Your assignment: Give back an exact copy of the lines below, from the first through the line with "column 141, row 112"; please stop there.

──────────────────────────────

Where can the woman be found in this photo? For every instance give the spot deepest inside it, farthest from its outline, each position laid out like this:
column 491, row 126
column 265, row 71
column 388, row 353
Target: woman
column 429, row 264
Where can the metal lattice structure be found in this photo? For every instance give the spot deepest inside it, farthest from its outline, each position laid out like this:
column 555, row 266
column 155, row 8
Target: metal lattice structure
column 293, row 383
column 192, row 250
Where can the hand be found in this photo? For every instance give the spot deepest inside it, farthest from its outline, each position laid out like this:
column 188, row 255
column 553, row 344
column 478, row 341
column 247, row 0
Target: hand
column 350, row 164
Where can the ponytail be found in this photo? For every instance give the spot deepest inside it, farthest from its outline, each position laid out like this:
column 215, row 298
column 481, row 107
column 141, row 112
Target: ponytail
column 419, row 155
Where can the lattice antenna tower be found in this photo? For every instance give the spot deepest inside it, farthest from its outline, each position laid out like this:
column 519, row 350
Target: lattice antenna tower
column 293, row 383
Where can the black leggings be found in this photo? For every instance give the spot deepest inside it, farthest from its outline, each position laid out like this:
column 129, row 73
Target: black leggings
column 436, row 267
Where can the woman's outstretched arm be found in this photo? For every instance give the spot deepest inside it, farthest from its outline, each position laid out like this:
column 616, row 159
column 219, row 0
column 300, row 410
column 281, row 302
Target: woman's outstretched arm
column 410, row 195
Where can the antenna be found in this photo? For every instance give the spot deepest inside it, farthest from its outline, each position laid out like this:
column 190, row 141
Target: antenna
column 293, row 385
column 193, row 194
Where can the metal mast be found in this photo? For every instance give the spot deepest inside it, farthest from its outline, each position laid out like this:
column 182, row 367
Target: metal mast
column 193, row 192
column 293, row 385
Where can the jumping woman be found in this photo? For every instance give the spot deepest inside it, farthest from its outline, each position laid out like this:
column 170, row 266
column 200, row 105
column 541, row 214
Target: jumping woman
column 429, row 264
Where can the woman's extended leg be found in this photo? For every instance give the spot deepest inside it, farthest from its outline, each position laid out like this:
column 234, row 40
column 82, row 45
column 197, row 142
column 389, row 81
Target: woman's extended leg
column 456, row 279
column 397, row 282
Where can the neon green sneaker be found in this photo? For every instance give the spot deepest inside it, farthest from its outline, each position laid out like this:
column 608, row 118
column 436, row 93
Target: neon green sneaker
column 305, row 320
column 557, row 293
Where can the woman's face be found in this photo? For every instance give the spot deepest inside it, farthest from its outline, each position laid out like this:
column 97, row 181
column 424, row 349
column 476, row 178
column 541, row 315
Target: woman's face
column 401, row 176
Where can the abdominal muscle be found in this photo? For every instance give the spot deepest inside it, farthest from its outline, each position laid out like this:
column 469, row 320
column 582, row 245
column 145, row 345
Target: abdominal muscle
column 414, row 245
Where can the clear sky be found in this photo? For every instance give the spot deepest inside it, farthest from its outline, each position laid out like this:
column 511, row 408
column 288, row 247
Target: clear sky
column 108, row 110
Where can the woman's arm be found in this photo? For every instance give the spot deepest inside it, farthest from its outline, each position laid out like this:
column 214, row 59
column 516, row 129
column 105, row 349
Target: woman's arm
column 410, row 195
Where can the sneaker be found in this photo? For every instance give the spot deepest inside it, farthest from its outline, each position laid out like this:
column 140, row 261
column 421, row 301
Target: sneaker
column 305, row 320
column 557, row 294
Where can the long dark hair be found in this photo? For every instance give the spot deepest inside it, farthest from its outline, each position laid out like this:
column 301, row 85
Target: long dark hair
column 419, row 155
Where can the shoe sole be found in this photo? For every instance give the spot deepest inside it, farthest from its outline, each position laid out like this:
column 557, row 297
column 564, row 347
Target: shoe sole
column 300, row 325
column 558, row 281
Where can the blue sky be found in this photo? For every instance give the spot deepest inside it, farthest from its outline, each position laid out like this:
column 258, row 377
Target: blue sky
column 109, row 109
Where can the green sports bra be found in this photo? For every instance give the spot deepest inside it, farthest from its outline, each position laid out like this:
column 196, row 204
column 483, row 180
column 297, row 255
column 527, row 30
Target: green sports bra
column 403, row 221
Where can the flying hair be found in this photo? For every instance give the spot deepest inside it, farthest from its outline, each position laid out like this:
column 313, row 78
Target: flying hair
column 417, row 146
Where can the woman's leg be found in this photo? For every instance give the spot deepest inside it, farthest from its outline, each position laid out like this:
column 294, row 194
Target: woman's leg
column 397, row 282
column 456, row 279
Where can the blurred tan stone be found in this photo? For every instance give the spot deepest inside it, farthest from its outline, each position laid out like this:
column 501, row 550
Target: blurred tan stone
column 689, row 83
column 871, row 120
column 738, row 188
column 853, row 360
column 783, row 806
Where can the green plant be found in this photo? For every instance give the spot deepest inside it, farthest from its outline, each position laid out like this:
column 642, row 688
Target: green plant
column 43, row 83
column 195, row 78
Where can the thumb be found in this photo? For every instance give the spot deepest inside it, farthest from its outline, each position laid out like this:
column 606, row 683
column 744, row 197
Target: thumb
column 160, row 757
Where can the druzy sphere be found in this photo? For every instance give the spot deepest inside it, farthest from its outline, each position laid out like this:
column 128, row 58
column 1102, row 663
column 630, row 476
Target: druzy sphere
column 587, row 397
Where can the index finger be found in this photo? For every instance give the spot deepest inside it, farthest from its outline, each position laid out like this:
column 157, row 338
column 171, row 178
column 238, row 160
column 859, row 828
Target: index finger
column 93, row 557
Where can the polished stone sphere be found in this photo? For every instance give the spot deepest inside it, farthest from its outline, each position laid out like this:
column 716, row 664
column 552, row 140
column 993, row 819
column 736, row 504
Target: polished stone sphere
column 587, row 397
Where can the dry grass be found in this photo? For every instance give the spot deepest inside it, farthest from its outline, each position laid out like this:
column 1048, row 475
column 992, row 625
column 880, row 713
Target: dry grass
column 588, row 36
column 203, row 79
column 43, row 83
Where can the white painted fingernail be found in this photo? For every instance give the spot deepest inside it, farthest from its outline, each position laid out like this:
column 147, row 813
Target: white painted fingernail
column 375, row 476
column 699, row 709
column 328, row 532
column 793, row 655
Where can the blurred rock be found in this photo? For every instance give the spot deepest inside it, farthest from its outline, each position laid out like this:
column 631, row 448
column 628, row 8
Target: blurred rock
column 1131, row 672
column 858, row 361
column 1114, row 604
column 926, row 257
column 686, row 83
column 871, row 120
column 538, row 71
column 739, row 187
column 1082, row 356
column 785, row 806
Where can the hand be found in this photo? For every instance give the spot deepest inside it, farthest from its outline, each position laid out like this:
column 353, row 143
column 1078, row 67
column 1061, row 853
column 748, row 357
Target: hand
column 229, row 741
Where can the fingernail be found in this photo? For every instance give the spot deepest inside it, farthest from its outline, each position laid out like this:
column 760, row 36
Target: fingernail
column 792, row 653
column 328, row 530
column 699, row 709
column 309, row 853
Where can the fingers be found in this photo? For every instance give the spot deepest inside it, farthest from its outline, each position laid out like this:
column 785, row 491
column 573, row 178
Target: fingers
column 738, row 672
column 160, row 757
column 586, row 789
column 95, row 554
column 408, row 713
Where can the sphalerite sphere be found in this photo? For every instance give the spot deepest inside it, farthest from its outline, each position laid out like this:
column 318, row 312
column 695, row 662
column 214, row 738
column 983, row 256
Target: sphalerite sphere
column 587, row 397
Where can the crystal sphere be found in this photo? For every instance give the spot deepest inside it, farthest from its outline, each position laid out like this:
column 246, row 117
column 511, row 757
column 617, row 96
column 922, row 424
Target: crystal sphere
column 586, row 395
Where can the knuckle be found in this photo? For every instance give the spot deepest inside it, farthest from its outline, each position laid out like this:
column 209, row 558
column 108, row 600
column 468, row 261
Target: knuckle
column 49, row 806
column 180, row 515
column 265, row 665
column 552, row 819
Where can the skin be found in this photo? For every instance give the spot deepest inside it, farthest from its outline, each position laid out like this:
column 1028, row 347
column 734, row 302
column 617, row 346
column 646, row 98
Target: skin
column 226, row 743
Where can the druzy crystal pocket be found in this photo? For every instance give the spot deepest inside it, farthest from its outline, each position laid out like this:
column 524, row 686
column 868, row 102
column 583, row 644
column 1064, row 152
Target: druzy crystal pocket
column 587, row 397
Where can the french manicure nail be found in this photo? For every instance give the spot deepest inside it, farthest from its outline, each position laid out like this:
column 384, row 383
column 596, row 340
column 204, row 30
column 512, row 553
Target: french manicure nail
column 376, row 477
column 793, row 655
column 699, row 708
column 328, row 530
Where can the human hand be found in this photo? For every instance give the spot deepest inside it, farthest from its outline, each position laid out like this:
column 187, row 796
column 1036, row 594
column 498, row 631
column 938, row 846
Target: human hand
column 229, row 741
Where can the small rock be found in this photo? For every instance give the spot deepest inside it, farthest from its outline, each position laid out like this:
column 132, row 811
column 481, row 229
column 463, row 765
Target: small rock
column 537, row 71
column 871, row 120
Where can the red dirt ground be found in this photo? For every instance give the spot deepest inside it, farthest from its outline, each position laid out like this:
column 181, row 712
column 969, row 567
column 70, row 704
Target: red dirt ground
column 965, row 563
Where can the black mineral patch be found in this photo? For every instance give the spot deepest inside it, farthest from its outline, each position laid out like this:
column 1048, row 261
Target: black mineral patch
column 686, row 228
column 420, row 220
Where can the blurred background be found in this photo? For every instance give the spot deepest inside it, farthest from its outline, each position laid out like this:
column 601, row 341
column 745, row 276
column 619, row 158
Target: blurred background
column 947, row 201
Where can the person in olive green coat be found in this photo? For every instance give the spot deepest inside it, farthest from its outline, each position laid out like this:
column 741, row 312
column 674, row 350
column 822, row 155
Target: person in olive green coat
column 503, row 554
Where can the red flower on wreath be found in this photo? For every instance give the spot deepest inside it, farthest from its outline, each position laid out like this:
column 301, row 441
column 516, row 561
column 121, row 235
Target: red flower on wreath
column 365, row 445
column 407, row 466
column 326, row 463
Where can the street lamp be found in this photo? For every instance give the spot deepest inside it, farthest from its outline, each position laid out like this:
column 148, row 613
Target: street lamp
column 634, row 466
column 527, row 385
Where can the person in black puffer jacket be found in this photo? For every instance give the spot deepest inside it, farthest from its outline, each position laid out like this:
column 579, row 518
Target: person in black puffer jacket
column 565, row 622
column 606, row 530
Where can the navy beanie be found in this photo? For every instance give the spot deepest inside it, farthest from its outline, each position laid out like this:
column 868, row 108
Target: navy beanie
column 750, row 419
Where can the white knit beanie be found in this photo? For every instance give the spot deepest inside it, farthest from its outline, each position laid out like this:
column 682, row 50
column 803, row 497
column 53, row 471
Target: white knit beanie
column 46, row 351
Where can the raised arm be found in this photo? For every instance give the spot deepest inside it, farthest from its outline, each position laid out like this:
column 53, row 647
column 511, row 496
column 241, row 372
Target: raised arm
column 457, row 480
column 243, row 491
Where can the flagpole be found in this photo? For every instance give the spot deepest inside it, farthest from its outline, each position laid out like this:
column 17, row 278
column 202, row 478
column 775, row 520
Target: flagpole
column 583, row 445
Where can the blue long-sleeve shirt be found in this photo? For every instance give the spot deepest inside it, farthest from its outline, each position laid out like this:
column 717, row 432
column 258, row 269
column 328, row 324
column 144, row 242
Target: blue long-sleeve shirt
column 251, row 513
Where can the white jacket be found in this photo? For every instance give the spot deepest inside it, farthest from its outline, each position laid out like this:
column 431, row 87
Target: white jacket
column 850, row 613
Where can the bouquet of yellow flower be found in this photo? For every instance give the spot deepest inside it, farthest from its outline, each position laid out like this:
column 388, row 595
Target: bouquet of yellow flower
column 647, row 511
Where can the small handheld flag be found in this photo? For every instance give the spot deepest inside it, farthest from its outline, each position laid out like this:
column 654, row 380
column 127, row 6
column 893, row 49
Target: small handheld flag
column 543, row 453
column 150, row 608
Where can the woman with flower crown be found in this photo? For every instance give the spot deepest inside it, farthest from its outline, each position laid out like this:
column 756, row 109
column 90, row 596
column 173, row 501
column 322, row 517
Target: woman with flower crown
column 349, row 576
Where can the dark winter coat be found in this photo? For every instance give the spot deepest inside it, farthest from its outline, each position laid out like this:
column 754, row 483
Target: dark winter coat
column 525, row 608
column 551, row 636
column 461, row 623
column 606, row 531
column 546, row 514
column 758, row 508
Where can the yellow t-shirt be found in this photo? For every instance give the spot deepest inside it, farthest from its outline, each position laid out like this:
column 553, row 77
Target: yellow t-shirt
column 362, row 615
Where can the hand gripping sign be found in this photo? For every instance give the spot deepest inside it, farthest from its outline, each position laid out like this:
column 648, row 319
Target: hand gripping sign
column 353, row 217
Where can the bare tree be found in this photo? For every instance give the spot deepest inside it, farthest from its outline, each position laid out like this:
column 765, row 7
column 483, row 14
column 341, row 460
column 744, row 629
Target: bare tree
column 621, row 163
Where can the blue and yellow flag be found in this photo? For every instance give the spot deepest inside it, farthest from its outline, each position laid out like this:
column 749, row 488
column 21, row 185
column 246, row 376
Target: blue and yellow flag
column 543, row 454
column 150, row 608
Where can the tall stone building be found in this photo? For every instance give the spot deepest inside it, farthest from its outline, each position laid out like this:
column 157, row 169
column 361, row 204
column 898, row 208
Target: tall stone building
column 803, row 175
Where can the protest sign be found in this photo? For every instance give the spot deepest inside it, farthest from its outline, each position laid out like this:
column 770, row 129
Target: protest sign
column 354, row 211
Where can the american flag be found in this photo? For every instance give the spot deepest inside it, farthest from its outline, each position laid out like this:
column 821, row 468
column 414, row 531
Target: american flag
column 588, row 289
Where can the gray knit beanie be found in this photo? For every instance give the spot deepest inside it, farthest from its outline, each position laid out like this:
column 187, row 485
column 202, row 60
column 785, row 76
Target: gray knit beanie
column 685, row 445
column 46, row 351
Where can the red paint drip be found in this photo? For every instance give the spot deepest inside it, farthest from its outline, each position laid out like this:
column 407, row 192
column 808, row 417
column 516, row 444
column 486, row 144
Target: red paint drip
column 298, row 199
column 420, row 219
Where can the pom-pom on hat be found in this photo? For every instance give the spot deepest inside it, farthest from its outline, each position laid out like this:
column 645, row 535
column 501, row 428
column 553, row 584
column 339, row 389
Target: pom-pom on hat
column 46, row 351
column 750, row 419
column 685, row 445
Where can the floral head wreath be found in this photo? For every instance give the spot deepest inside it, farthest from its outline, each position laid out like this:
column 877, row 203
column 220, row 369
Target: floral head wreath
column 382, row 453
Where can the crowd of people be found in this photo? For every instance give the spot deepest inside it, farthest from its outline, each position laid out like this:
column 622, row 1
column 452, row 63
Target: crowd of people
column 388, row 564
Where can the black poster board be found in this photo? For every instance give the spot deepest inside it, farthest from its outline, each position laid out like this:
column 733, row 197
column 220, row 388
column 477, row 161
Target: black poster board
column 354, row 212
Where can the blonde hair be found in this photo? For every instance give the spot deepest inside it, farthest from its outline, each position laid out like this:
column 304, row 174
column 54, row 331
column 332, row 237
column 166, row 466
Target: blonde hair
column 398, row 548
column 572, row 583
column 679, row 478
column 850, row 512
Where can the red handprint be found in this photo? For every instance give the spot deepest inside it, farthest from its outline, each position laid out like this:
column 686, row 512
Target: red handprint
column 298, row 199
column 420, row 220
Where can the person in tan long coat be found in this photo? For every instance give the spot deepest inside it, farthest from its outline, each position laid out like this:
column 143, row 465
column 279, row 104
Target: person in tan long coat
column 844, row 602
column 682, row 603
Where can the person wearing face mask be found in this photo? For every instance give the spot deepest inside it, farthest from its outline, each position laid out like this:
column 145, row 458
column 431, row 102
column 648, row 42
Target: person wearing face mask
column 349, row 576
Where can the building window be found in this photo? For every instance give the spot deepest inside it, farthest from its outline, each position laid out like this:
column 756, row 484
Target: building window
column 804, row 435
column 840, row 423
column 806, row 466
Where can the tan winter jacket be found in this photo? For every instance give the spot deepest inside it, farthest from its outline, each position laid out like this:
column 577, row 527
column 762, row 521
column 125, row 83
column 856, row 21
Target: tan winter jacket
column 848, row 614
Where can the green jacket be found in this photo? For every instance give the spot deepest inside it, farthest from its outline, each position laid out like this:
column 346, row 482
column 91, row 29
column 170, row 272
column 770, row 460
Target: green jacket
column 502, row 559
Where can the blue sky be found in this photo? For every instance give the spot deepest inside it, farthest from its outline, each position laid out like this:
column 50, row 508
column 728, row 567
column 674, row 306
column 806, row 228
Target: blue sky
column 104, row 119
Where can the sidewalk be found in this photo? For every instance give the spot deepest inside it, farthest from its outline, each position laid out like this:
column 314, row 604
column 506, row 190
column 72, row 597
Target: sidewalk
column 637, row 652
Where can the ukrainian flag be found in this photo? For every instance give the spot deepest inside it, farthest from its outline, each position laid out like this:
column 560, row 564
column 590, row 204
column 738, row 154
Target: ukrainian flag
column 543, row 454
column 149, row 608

──────────────────────────────

Response box:
Where can the woman be found in this photo? For every instance give the spot deepest inside it, farthest from its outline, each position laid out like this:
column 491, row 126
column 265, row 71
column 388, row 353
Target: woman
column 429, row 264
Where can the metal lattice structure be found in this photo? For every instance give the spot deepest inside it, farthest from its outline, each position laid out like this:
column 555, row 266
column 155, row 8
Target: metal lattice structure
column 293, row 383
column 192, row 250
Where can the hand be found in this photo? For every instance give the spot deepest inside it, farthest from its outline, each position laid out like this:
column 188, row 255
column 553, row 344
column 478, row 341
column 247, row 0
Target: hand
column 350, row 164
Where can the ponytail be found in this photo? For every instance give the spot deepest inside it, farthest from its outline, each position laid out like this:
column 215, row 298
column 481, row 107
column 141, row 112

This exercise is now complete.